A run of records
[Begin]

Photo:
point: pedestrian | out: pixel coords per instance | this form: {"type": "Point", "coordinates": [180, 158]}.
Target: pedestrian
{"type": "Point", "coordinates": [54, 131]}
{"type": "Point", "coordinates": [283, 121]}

[End]

▸ EXERCISE
Lay out the listing above as a numbered list, one line per item, with any blank lines dropped.

▸ REPLY
1. Photo:
2. point: pedestrian | out: pixel coords per instance | this form: {"type": "Point", "coordinates": [180, 158]}.
3. Target: pedestrian
4. {"type": "Point", "coordinates": [54, 131]}
5. {"type": "Point", "coordinates": [283, 121]}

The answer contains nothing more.